Entries from a pointing dataset:
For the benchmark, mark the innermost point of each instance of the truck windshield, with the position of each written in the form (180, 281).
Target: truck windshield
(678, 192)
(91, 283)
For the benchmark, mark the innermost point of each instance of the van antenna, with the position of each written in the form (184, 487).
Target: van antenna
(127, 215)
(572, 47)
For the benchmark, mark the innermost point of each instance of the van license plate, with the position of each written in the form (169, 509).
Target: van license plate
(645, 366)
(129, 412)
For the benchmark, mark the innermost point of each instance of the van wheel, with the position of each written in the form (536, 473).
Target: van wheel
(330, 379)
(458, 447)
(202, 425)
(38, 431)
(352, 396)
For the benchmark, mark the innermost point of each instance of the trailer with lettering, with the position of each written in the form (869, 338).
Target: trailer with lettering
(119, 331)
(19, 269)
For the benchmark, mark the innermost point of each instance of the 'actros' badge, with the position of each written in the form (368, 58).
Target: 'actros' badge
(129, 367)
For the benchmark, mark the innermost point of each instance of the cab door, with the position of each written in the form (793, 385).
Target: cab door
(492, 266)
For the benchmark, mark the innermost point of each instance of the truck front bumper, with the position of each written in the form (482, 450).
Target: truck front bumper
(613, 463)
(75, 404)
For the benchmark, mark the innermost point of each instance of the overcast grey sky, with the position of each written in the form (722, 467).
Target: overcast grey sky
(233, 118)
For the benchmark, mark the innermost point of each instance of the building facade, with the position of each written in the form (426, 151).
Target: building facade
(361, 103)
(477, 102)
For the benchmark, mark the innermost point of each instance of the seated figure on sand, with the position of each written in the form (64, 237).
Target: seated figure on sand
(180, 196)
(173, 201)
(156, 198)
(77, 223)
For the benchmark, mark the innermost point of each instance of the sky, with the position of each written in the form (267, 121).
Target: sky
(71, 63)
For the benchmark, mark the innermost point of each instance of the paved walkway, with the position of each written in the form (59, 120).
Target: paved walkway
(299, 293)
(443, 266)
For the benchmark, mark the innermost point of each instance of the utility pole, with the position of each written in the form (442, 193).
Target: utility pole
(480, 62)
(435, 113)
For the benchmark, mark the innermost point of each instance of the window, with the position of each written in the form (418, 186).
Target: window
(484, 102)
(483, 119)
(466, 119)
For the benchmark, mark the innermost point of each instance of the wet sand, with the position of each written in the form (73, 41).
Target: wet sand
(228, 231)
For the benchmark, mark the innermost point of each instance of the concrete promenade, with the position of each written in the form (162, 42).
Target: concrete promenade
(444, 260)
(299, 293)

* _Prompt_:
Locate "form (442, 193)." in the material, then quote the line that contains it and all lines after it through the final one.

* _Problem solution_:
For the benchmark, mark the innermost point of each instance of the utility pole, with the position of each written in the form (442, 193).
Target: utility pole
(480, 62)
(435, 113)
For the benchmark, mark the innermost point of each instance of the window, with the position of each written in the form (418, 186).
Target: window
(484, 102)
(483, 119)
(466, 119)
For the benchmark, mark the innermost point of each instance of the wet sand, with the position of each written in the form (73, 41).
Target: wet sand
(228, 231)
For the benchmark, mark the innermost point of each instance of the concrete promenade, with the position of each written in the form (162, 42).
Target: concrete promenade
(444, 260)
(299, 293)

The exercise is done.